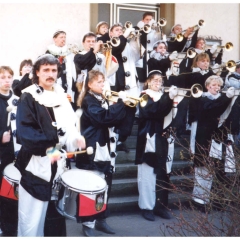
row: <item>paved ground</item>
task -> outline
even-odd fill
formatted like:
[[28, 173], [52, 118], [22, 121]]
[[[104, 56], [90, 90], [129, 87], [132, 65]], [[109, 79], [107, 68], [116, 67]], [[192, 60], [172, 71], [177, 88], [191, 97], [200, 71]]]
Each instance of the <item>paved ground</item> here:
[[[222, 219], [226, 220], [226, 213], [216, 211], [206, 215], [189, 208], [183, 211], [176, 208], [172, 209], [172, 214], [171, 220], [156, 216], [155, 221], [151, 222], [136, 212], [114, 213], [107, 219], [107, 223], [116, 231], [116, 234], [110, 235], [97, 230], [95, 233], [98, 237], [219, 236], [217, 229], [222, 228]], [[200, 228], [197, 228], [197, 224]], [[83, 236], [81, 224], [67, 219], [66, 225], [67, 236]]]

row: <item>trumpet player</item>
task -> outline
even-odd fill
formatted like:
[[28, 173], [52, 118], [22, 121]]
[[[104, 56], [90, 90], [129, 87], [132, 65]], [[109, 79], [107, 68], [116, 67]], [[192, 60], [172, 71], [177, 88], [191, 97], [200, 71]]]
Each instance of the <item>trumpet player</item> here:
[[138, 205], [142, 216], [154, 221], [158, 215], [170, 219], [168, 189], [173, 161], [174, 138], [170, 131], [173, 99], [177, 88], [161, 91], [163, 80], [159, 71], [152, 71], [141, 95], [149, 101], [140, 106], [135, 164], [138, 166]]
[[[111, 194], [112, 175], [115, 172], [115, 162], [112, 161], [111, 146], [116, 145], [116, 138], [111, 136], [112, 128], [120, 135], [130, 135], [134, 120], [135, 108], [124, 104], [127, 100], [126, 92], [119, 92], [118, 101], [109, 105], [104, 97], [103, 73], [91, 70], [88, 73], [86, 84], [84, 85], [84, 94], [78, 99], [79, 106], [83, 110], [81, 116], [81, 133], [86, 139], [87, 147], [94, 149], [92, 155], [78, 155], [76, 158], [76, 167], [94, 171], [104, 178], [108, 184], [108, 196]], [[110, 146], [110, 148], [109, 148]], [[100, 214], [82, 217], [84, 236], [95, 236], [94, 228], [99, 231], [114, 234], [115, 231], [107, 224], [107, 211]], [[96, 222], [95, 222], [96, 220]]]
[[[227, 118], [227, 109], [234, 97], [234, 88], [229, 88], [226, 94], [222, 94], [219, 93], [222, 85], [221, 77], [209, 76], [205, 81], [207, 91], [200, 98], [192, 99], [189, 106], [190, 149], [194, 157], [195, 171], [192, 200], [203, 212], [207, 211], [211, 203], [216, 208], [221, 206], [218, 199], [223, 199], [219, 195], [221, 194], [219, 189], [222, 187], [213, 188], [213, 181], [217, 179], [216, 186], [227, 184], [224, 180], [223, 154], [220, 152], [221, 142], [225, 137], [222, 138], [222, 133], [218, 135], [218, 132], [220, 121]], [[214, 193], [212, 198], [211, 192]]]
[[[97, 41], [97, 36], [93, 32], [86, 33], [83, 36], [83, 50], [74, 56], [74, 63], [78, 74], [76, 86], [79, 94], [82, 93], [87, 73], [92, 69], [104, 74], [106, 89], [110, 90], [110, 86], [115, 82], [117, 68], [111, 68], [108, 72], [106, 71], [106, 57], [100, 51], [102, 44], [101, 40]], [[75, 100], [77, 99], [75, 98]]]
[[166, 76], [167, 70], [171, 67], [171, 61], [177, 58], [178, 53], [175, 51], [171, 54], [167, 52], [167, 44], [165, 41], [159, 40], [150, 52], [150, 57], [147, 62], [149, 72], [159, 70], [162, 76]]
[[[137, 23], [137, 29], [143, 29], [144, 26], [148, 26], [148, 31], [141, 31], [140, 35], [140, 44], [141, 49], [145, 49], [141, 59], [136, 62], [137, 73], [139, 77], [139, 83], [141, 90], [143, 89], [144, 82], [148, 76], [148, 72], [151, 70], [148, 69], [148, 60], [149, 60], [149, 53], [153, 50], [153, 45], [158, 40], [162, 39], [162, 33], [157, 32], [154, 29], [151, 29], [152, 24], [156, 21], [153, 19], [153, 14], [151, 12], [145, 12], [142, 16], [142, 20]], [[165, 34], [163, 37], [166, 36]]]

◇ ◇ ◇

• [Problem requirements] Update the records from the beginning through the line containing "225], [67, 236]]]" by swapping "paved ground" for "asphalt surface" and keeping everything else unchanged. Leave the pictures out.

• [Written reply]
row: <item>asphalt surface</item>
task -> outline
even-odd fill
formatted like:
[[28, 173], [52, 118], [22, 121]]
[[[104, 56], [90, 90], [129, 87], [132, 65]], [[109, 79], [107, 68], [116, 67]], [[192, 60], [172, 71], [177, 88], [191, 97], [200, 71]]]
Each instance of the <item>asphalt surface</item> here:
[[[222, 219], [226, 220], [226, 213], [216, 211], [206, 215], [189, 208], [183, 211], [176, 208], [172, 209], [172, 214], [171, 220], [156, 216], [155, 221], [151, 222], [136, 212], [114, 213], [107, 219], [107, 223], [116, 231], [116, 234], [110, 235], [97, 230], [95, 233], [98, 237], [219, 236], [217, 229], [222, 228]], [[200, 228], [197, 228], [197, 224]], [[83, 236], [81, 224], [67, 219], [66, 225], [67, 236]]]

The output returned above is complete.